WORK INSTRUCTIONS. Reproduce the records starting at the line that contains "Can you tell me where the stone veneer" and ending at the line that contains "[159,255,1181,616]", both included, with the requests left unchanged. Multiply every bounding-box coordinate in the answers by 1.2 and round each result to a whole number, with halves rounded up.

++++ TASK INPUTS

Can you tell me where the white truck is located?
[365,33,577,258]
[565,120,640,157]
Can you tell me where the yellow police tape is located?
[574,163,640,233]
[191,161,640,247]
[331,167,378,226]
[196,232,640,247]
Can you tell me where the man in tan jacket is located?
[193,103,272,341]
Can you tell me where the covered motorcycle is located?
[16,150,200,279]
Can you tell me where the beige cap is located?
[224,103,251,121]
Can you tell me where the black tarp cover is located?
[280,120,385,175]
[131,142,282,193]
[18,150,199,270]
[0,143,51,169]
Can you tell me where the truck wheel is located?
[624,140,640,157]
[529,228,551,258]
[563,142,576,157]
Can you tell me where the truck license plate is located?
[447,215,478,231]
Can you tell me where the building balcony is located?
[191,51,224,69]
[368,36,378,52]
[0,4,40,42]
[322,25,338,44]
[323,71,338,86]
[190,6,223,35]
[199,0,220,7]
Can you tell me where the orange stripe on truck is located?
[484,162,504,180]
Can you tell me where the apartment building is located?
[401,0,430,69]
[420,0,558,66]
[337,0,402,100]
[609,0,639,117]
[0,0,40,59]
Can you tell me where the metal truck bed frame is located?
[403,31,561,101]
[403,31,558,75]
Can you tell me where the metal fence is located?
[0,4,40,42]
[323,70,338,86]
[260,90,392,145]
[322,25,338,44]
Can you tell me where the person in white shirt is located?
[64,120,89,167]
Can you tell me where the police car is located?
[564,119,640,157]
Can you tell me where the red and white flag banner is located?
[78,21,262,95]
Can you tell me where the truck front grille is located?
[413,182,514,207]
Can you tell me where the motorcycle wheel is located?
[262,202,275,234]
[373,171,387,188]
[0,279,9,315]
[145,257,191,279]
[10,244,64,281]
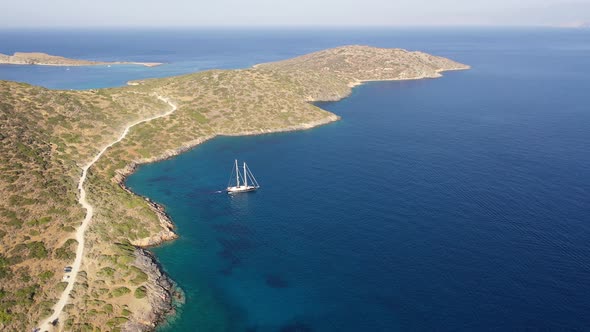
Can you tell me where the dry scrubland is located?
[0,46,467,331]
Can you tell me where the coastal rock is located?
[123,248,184,332]
[0,52,161,67]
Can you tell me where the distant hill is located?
[0,46,469,331]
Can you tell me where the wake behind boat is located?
[226,159,260,194]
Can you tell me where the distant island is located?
[0,52,162,67]
[0,45,469,331]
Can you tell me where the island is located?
[0,52,162,67]
[0,45,469,331]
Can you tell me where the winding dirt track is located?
[39,96,177,331]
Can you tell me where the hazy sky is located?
[0,0,590,27]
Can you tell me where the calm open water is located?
[0,29,590,331]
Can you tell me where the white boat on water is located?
[226,159,260,194]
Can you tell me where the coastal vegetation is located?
[0,46,468,331]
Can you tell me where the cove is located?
[127,29,590,331]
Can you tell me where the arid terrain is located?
[0,46,469,331]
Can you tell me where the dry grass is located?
[0,46,472,331]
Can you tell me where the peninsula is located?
[0,46,469,331]
[0,52,162,67]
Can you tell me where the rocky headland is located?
[0,46,469,331]
[0,52,162,67]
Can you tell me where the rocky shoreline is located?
[112,57,470,331]
[0,52,162,67]
[112,114,340,331]
[124,248,184,331]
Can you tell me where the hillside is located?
[0,46,468,331]
[0,52,161,67]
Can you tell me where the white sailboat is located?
[227,159,260,194]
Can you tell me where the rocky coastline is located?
[112,114,340,331]
[105,49,470,331]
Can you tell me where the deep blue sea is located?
[0,29,590,332]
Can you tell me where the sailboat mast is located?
[236,159,240,187]
[244,161,248,187]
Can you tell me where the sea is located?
[0,27,590,332]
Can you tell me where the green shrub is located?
[134,286,147,299]
[39,271,55,282]
[112,287,131,297]
[27,241,48,258]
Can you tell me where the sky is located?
[0,0,590,28]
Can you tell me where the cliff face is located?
[0,52,161,67]
[0,46,468,331]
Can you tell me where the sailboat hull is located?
[227,186,258,194]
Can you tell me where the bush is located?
[134,286,147,299]
[0,255,10,279]
[27,241,48,258]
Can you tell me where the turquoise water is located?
[0,29,590,331]
[128,33,590,331]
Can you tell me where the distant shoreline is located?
[0,52,163,67]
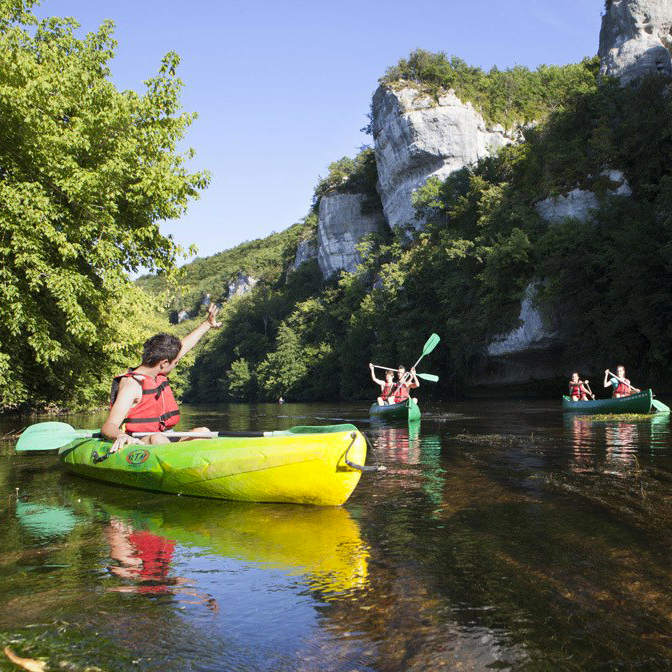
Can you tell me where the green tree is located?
[0,0,208,408]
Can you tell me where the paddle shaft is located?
[607,369,641,392]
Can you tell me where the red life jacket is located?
[614,378,632,396]
[380,383,392,399]
[110,369,180,434]
[394,383,410,404]
[569,383,586,399]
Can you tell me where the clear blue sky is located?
[37,0,604,256]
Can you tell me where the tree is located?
[0,0,209,408]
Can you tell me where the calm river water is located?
[0,401,672,672]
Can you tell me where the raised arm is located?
[177,303,222,361]
[369,363,385,386]
[604,369,611,387]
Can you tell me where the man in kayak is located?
[101,303,222,453]
[393,364,420,404]
[604,364,641,399]
[569,371,590,401]
[369,363,394,406]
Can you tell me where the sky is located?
[36,0,604,264]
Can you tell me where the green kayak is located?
[562,390,653,414]
[369,399,420,422]
[58,424,366,506]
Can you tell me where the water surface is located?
[0,401,672,672]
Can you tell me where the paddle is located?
[373,364,439,383]
[583,381,595,401]
[16,422,268,452]
[607,369,641,392]
[388,334,441,393]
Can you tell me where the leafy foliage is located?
[380,49,599,127]
[0,0,208,408]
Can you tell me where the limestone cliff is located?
[372,85,519,228]
[317,193,387,278]
[599,0,672,84]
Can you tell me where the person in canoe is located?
[369,364,394,406]
[393,364,420,404]
[569,371,590,401]
[604,364,641,399]
[101,303,222,453]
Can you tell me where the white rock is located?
[487,283,557,357]
[228,271,259,298]
[292,238,317,270]
[373,85,521,228]
[317,194,387,278]
[598,0,672,85]
[534,189,599,224]
[534,169,632,224]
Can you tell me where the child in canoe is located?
[569,371,590,401]
[101,304,222,453]
[604,364,641,399]
[369,364,394,406]
[394,364,420,404]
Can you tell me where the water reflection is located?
[71,490,369,595]
[564,414,670,476]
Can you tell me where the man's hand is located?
[207,303,222,329]
[110,434,142,453]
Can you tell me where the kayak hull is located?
[369,399,421,422]
[59,425,366,506]
[562,390,653,414]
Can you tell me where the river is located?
[0,401,672,672]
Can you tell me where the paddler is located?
[604,364,641,399]
[569,371,590,401]
[369,363,394,406]
[393,364,420,404]
[101,303,222,453]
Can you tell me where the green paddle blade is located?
[422,334,441,357]
[416,373,439,383]
[16,422,83,452]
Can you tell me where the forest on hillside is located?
[5,0,672,410]
[156,52,672,400]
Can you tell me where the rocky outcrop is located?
[373,85,520,228]
[291,238,317,270]
[468,283,565,388]
[534,189,599,224]
[487,283,558,357]
[534,170,632,224]
[228,271,259,299]
[599,0,672,85]
[317,194,386,278]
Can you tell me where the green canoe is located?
[58,424,366,506]
[562,390,653,413]
[369,399,420,422]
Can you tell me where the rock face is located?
[228,271,259,298]
[292,238,317,270]
[469,283,566,388]
[487,283,557,357]
[534,169,632,224]
[317,194,386,278]
[534,189,599,224]
[373,86,520,228]
[599,0,672,85]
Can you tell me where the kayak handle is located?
[343,432,386,474]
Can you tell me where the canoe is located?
[58,424,366,506]
[562,390,653,413]
[369,399,420,422]
[64,488,369,593]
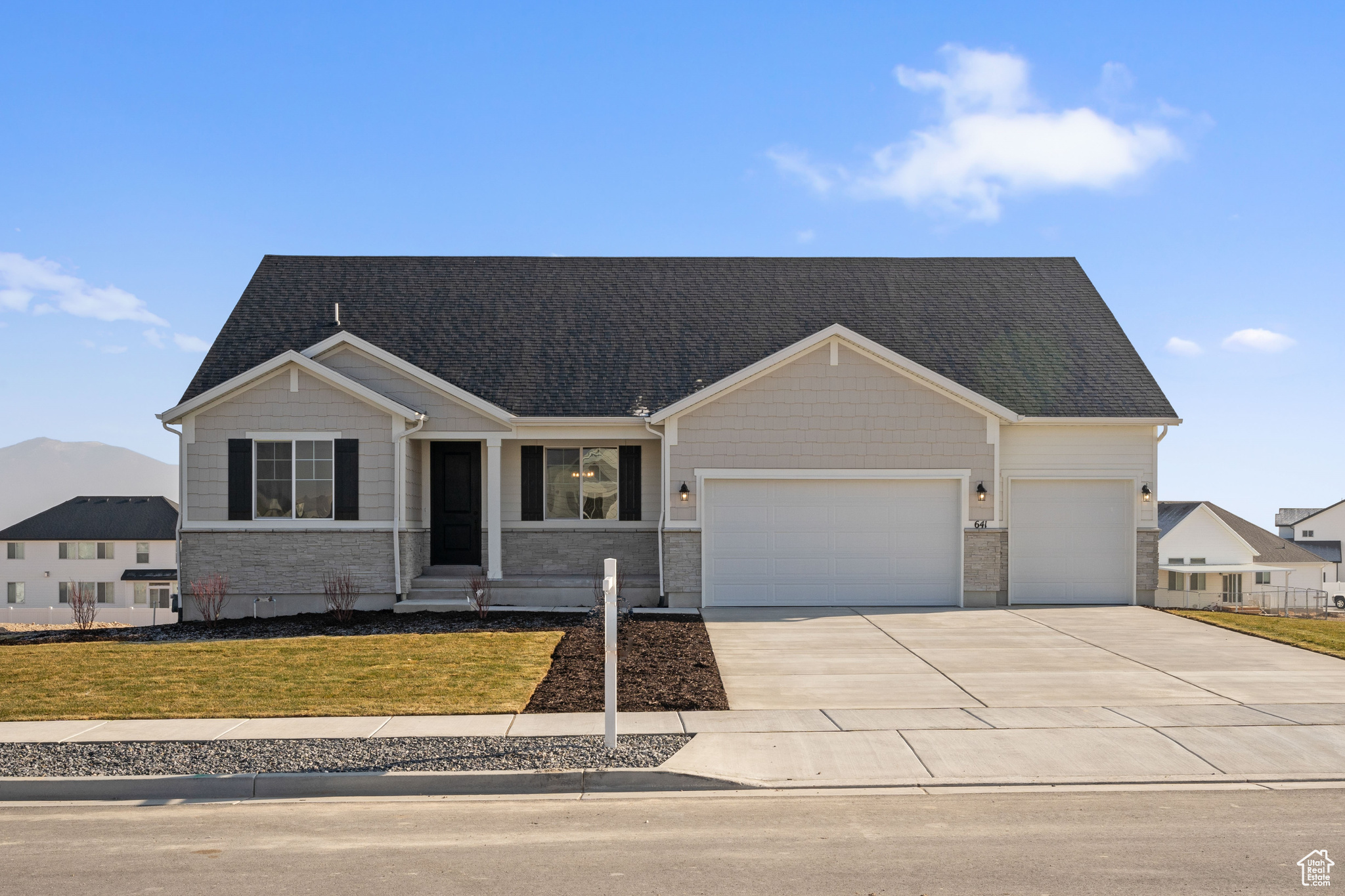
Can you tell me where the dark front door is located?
[429,442,481,566]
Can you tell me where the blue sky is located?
[0,3,1345,526]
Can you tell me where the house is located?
[1158,501,1329,606]
[158,255,1181,614]
[1275,501,1345,594]
[0,494,177,625]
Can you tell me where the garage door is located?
[702,480,961,607]
[1009,480,1136,603]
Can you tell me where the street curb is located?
[0,769,756,802]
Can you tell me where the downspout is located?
[159,419,187,622]
[644,421,669,605]
[393,414,429,602]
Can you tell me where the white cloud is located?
[1224,329,1294,352]
[0,253,168,326]
[1165,336,1205,357]
[765,146,846,194]
[172,333,209,352]
[768,45,1181,222]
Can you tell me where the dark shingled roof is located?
[0,494,177,542]
[183,255,1176,416]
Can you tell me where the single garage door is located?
[1009,480,1136,603]
[702,480,961,607]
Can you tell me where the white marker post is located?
[603,557,616,750]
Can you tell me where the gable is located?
[313,345,510,433]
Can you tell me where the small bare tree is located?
[323,570,359,624]
[66,582,99,629]
[191,572,229,625]
[463,572,495,622]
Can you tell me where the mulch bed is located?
[523,612,729,712]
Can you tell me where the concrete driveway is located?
[703,607,1345,709]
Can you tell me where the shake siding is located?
[670,347,994,520]
[185,368,394,523]
[987,425,1157,526]
[500,438,659,528]
[317,348,508,433]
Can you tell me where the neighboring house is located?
[0,496,177,624]
[1158,501,1329,603]
[159,255,1181,615]
[1275,501,1345,592]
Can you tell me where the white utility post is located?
[603,557,616,750]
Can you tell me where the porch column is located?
[485,435,504,579]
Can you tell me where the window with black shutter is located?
[335,439,359,520]
[519,444,546,520]
[616,444,640,520]
[229,439,252,520]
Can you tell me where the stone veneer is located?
[961,529,1009,607]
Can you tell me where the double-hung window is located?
[255,439,335,520]
[546,447,620,520]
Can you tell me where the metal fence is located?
[1155,586,1329,619]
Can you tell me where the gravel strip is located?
[0,735,692,778]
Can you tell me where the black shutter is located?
[519,444,546,520]
[229,439,252,520]
[616,444,640,520]
[335,439,359,520]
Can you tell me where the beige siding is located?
[317,348,508,433]
[500,438,659,524]
[185,367,394,523]
[987,425,1162,528]
[669,347,994,520]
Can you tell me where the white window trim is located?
[253,433,340,528]
[540,442,621,528]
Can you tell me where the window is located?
[257,439,335,520]
[546,447,620,520]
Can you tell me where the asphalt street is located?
[0,790,1345,896]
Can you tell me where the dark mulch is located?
[523,612,729,712]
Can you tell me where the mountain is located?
[0,438,177,528]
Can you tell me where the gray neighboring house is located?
[159,255,1181,616]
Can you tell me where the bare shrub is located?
[66,582,99,630]
[191,572,229,625]
[323,570,359,624]
[463,574,495,622]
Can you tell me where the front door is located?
[429,442,481,566]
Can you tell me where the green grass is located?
[0,631,562,721]
[1168,610,1345,660]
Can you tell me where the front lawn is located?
[1168,610,1345,660]
[0,630,562,721]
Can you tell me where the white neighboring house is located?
[1275,501,1345,594]
[1158,501,1334,603]
[0,496,177,625]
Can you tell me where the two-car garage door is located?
[702,480,961,607]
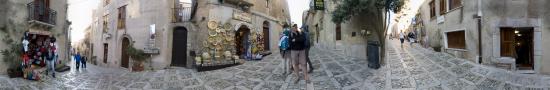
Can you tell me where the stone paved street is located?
[0,41,550,90]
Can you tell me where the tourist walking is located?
[74,52,82,70]
[408,32,416,46]
[302,28,313,73]
[46,43,55,78]
[399,32,405,47]
[279,24,292,75]
[290,24,311,84]
[80,55,88,69]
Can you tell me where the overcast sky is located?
[67,0,310,43]
[287,0,310,27]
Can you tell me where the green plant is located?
[126,44,148,62]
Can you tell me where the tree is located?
[332,0,404,64]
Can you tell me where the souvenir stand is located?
[21,31,57,80]
[195,21,242,71]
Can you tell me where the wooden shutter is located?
[447,31,466,49]
[439,0,447,15]
[336,24,342,40]
[500,28,516,57]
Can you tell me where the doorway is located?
[263,21,269,51]
[500,27,534,70]
[171,27,187,67]
[235,25,251,56]
[120,37,130,68]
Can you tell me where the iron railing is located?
[27,2,57,25]
[172,3,192,22]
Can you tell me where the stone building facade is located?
[0,0,70,74]
[419,0,550,74]
[303,0,384,59]
[92,0,290,69]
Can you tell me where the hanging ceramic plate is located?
[223,23,231,31]
[208,20,218,30]
[208,31,218,36]
[216,28,224,33]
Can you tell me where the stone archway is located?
[262,21,270,50]
[235,25,251,56]
[120,37,130,68]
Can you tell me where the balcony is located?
[172,3,192,23]
[27,2,57,28]
[225,0,254,7]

++++++++

RESULT.
Can you tell me where the stone veneer is located?
[1153,635,1211,728]
Can you tell me where the double-hung window is located?
[306,527,402,624]
[655,536,744,624]
Can you tell me where the metal fence is located?
[1386,703,1595,743]
Can you tell me where the gravel strip is located?
[0,882,830,934]
Can you tell me where the black shutter is located?
[623,533,655,624]
[275,527,302,624]
[739,533,768,624]
[402,527,431,624]
Can you tell me where the beige siding is located?
[380,418,610,520]
[600,526,791,629]
[222,440,473,628]
[1184,510,1394,634]
[803,416,1193,624]
Can you tell me where the white window trim is located?
[304,520,408,634]
[648,530,745,634]
Can you tell me where the window is located?
[308,527,402,624]
[655,536,744,624]
Can you tell me where the asphalt street is located?
[0,948,1614,1075]
Can you tell me where the dark mulch is located?
[628,734,875,854]
Can you tell me where the mountain is located?
[0,526,212,634]
Can you tell me where the gray neighboring house is located?
[191,306,1417,739]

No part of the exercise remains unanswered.